## Extracted text:
Very much my experience. A bit like being a method actor.
By odd coincidence, I have a copy of the original sheet music for "Yes, We
Have No Bananas," It was still current in my childhood. Teh artwork on the
sheet music reflects a lot of ethnic confusion. The song's main character
is identified as Greek, but the guy pictured is in archaic Turkish costume.
Here are the lyrics.
Folk Song written By: Frank Silver and Irving Cohn (1923)
There's a fruit store on our street
It's run by a Greek.
And he keeps good things to eat
But you should hear him speak!
When you ask him anything, he never answers "no".
He just "yes"es you to death,
And as he takes your dough, he tells you...
"Yes! We have no bananas
We have no bananas today!!
We have string beans and onions, cabBAges and scallions
And all kinds of fruit and say
We have an old fashioned toMAHto
A Long Island poTAHto, but
Yes! We have no bananas
We have no bananas today!"
Business got so good for him that he wrote home today,
"Send me Pete and Nick and Jim; I need help right away."
When he got them in the store, there was fun, you bet.
Someone asked for "sparrow grass"
and then the whole quartet
All answered:
"Yes, we have no bananas
We have-a no bananas today.
Just try those coconuts
Those wall-nuts and doughnuts
There ain't many nuts like they.
We'll sell you two kinds of red herring,
Dark brown, and ball-bearing.
But yes, we have no bananas
We have no bananas today."
At 01:13 AM 1/17/2005, you wrote:
>Hi Alison,
>
>No, no offence, that 'never' 'never' was just goofing.

## What is needed:
Answer these from the message about the banana song:
(a) Who wrote the song, and in what year?
(b) What nationality is the fruit store owner said to be?
(c) Which three people does the owner ask to have sent from home?
The listing after this point comes from a different source.

## Dataset rows:
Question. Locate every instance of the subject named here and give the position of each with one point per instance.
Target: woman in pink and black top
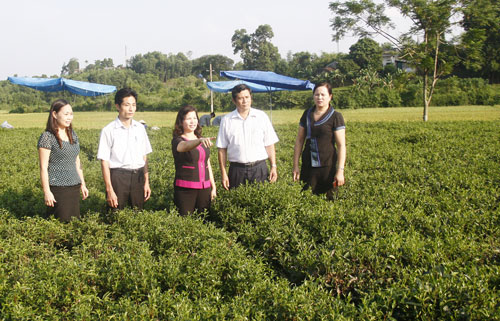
(194, 186)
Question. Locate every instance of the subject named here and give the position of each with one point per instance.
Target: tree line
(465, 65)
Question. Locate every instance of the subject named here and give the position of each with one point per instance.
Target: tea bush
(412, 235)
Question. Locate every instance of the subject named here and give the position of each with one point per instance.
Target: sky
(38, 37)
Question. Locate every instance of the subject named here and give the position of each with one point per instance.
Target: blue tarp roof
(227, 86)
(82, 88)
(269, 78)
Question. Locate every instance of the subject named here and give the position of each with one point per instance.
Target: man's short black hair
(124, 93)
(239, 88)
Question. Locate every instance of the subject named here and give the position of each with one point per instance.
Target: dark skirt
(67, 204)
(189, 200)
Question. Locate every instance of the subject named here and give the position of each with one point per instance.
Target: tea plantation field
(413, 235)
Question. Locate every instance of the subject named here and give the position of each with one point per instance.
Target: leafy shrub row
(413, 235)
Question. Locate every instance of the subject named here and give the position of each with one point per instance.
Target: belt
(128, 170)
(251, 164)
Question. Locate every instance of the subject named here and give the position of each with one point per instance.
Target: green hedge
(412, 235)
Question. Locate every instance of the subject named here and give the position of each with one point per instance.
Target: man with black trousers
(246, 138)
(123, 149)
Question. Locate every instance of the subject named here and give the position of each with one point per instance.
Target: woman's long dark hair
(52, 126)
(178, 129)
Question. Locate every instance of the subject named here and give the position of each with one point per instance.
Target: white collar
(118, 123)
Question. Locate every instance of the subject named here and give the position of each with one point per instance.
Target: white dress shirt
(246, 139)
(124, 147)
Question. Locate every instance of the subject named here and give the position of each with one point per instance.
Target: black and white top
(319, 150)
(62, 161)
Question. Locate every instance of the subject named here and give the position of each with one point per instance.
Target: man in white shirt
(246, 138)
(123, 149)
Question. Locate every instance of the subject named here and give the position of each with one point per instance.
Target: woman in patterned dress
(60, 170)
(323, 158)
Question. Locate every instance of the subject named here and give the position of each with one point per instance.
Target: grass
(96, 120)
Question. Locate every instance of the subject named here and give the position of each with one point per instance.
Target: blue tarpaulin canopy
(269, 78)
(227, 86)
(82, 88)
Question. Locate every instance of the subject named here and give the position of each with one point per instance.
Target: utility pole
(211, 96)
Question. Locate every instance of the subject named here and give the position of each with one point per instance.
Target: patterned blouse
(62, 161)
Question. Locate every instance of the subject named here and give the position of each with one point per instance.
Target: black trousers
(67, 204)
(129, 187)
(241, 173)
(188, 200)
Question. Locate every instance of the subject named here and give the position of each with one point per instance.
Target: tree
(430, 21)
(219, 62)
(367, 54)
(481, 39)
(161, 65)
(256, 49)
(71, 67)
(301, 65)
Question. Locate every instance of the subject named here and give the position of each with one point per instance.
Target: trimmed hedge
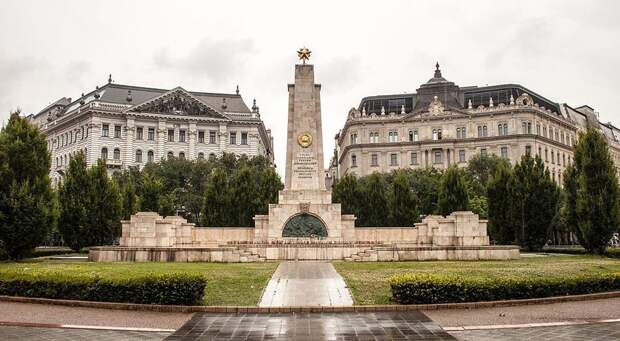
(175, 288)
(435, 288)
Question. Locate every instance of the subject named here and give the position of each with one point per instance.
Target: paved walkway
(540, 313)
(59, 334)
(593, 331)
(52, 314)
(306, 283)
(311, 327)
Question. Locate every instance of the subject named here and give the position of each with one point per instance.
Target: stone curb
(306, 309)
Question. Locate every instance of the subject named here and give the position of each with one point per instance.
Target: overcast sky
(567, 51)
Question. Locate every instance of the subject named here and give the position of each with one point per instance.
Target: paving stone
(582, 332)
(64, 334)
(306, 284)
(411, 325)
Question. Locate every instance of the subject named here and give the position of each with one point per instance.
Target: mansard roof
(118, 94)
(177, 101)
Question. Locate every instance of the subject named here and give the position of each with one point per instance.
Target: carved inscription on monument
(304, 165)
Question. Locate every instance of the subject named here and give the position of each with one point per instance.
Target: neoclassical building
(444, 124)
(132, 125)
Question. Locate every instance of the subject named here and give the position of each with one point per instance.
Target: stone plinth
(148, 229)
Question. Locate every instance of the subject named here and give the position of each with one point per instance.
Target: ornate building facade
(132, 125)
(444, 124)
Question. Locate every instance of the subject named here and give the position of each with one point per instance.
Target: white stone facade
(445, 132)
(133, 134)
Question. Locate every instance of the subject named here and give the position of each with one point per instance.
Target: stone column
(223, 137)
(129, 138)
(192, 140)
(162, 135)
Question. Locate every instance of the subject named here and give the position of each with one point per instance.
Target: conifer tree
(404, 206)
(374, 201)
(74, 205)
(26, 199)
(535, 198)
(452, 192)
(104, 206)
(592, 193)
(216, 209)
(151, 192)
(501, 206)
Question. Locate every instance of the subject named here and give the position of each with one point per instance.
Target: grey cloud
(212, 59)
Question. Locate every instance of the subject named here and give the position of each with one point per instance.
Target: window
(393, 136)
(502, 129)
(374, 137)
(504, 152)
(353, 139)
(393, 159)
(414, 158)
(438, 157)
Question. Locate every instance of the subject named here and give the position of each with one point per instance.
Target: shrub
(182, 289)
(434, 288)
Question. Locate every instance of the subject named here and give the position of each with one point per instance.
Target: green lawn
(227, 283)
(368, 282)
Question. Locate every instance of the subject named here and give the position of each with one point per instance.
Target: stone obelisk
(304, 148)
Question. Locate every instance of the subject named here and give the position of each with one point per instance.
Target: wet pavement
(306, 283)
(582, 332)
(62, 334)
(311, 326)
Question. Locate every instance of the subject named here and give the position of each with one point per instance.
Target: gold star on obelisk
(304, 54)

## Solution to the exercise:
(a) Frank Silver and Irving Cohn, in 1923
(b) Greek
(c) Pete, Nick and Jim